TASK PROMPT
The expected output is every entry that follows, reproduced exactly.

SOURCE DATA: Begin

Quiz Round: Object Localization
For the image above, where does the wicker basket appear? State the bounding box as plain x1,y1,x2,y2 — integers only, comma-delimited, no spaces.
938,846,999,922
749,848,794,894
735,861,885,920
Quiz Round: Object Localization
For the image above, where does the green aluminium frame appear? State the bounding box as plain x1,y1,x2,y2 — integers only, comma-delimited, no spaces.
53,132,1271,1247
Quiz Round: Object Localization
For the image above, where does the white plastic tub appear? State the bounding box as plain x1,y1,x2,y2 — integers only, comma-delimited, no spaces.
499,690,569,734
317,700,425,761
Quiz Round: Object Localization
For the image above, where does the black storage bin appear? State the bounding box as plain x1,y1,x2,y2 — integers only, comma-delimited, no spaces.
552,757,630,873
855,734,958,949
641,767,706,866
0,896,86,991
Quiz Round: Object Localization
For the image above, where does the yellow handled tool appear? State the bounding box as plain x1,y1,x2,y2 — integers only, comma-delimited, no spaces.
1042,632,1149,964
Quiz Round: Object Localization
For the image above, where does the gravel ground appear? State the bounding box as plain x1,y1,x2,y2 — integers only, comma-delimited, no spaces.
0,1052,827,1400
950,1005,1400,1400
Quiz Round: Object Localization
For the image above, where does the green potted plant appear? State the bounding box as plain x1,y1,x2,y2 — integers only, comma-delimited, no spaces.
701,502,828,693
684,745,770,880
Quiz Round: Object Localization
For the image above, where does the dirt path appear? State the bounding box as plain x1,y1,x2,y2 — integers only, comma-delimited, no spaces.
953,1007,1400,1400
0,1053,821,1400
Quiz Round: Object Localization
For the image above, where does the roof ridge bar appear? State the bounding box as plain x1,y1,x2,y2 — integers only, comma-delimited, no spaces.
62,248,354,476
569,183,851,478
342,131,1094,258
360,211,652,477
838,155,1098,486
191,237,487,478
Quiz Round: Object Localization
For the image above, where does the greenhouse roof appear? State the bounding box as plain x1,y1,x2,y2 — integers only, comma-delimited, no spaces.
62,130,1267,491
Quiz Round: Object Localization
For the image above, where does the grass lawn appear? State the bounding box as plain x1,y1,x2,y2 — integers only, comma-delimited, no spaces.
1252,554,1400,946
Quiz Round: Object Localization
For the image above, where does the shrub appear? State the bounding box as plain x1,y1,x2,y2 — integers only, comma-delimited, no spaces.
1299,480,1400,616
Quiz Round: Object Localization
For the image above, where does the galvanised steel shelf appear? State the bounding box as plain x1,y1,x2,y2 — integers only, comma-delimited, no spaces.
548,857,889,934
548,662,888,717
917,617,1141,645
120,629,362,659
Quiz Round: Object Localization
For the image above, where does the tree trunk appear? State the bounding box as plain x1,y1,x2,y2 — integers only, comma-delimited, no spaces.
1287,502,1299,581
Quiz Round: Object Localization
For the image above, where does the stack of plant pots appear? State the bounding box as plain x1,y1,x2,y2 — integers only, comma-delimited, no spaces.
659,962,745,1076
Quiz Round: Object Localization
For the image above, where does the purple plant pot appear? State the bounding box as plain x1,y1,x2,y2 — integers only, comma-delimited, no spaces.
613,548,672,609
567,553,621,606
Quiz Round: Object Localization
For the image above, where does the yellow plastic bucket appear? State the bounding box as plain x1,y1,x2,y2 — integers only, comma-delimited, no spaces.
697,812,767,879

SOURCE DATA: End

ANSWER FOR THIS EXERCISE
Quiz Round: Object Localization
For the image above, where does the wicker basket appear? State the bounding box as plain x1,y1,x2,y2 — integers only, comma-delimited, no spaces.
938,846,999,922
749,848,794,894
735,861,885,920
Quiz Round: Object Localization
For the image above, where does the green aluminium frame appear? State the bounding box as plain x1,y1,x2,y2 — integers only, comma-delimited, no spaces.
53,132,1271,1247
Quiz Round: Object Localization
For the image above, where does the white plastic tub appear? State the bounding box as plain x1,y1,x2,y2 — integers only, comma-delimited, no spaces.
499,690,569,734
317,700,425,761
Quiz Round: Object Localization
For the image above, where does the black storage bin appear? State the bounding box as plain x1,y1,x2,y2 — integers only, comma-delimited, no spaces.
552,757,630,873
855,734,958,949
641,767,706,866
0,896,86,991
Quiz Round: Object Localization
For the image above, where does the yellow handled tool appear? State the bounding box as plain x1,y1,x2,y2 — integers only, comma-delimited, no spaces.
1042,632,1149,964
Quiz Round: Object Localization
For the image above, where does the gravel ground appear? State the bounding box as plain x1,y1,x2,y2 — integers only, comma-delimited, no spaces.
0,1052,827,1400
950,1005,1400,1400
Quiz Round: Object Localization
For the image above, where does the green potted plant appear? State the bounding box as plain x1,y1,x2,y2 — integers only, comma-delimited, no spaces.
701,502,828,693
684,745,770,880
Quiz Round: Object Localization
For the image above, where does the dirt path appear? State the bounding box as plain x1,y1,x2,y2 — integers only, comma-delimited, no spaces.
953,1007,1400,1400
0,1053,821,1400
Quiz Round: Object Localization
For the image above, where does the roof ridge bar appear? State the bounding box as plain x1,y1,x2,y2 — integers only, comma-delimited, no spaces.
62,248,354,476
569,183,851,478
342,131,1094,258
360,211,652,477
838,155,1098,486
191,237,487,478
Quiz Round: Object Localization
For the image above, where does the greenhouse roof appear? State the bounding box as plain x1,y1,x2,y2 — integers only, comma-delimited, no spaces.
62,130,1267,491
Quiz Round: Object Localization
For the image above, where does the grass lawn appear? State the bounding box as plain x1,y1,x2,y2 — integers only, comma-delimited, no spaces.
1252,554,1400,946
Quiz Round: Object Localization
For the image above, where does the shrub appear? State the bounding box as plain x1,y1,x2,y2 — integers only, comma-delimited, no spaces.
1299,480,1400,616
Quiz Round: Object Localization
For the image above, where does the galvanised steel shelf appear? State the bounding box as plain x1,y1,x2,y2 — integers only, comma-delimited, no spaces.
548,857,889,934
548,662,888,717
917,617,1141,645
120,629,362,659
Quiz Round: Object Localization
For the image above, where does the tree trunk appear? State the bounding box as plain x1,y1,x2,y2 — integers only, comma-delimited, no spaces.
1287,502,1299,581
Quiz Round: Object Localization
For the image above, where does the stack of plant pots appear? State the bounding box as plain x1,y1,x2,y2 — integers only, comma-delimited, no spaces.
659,962,745,1076
Quiz Round: Object Localization
For the image above, where does the purple plant pot appear? State the bounding box as plain x1,y1,x2,y2 — integers only, comma-delimited, no spaces.
613,548,672,609
567,553,621,606
Quiz Round: Object Localization
For the image above, where does the yellow plastic bucket appear? State the bounding box as plain x1,y1,x2,y2 — integers only, comma-delimited, no spaces.
697,812,767,879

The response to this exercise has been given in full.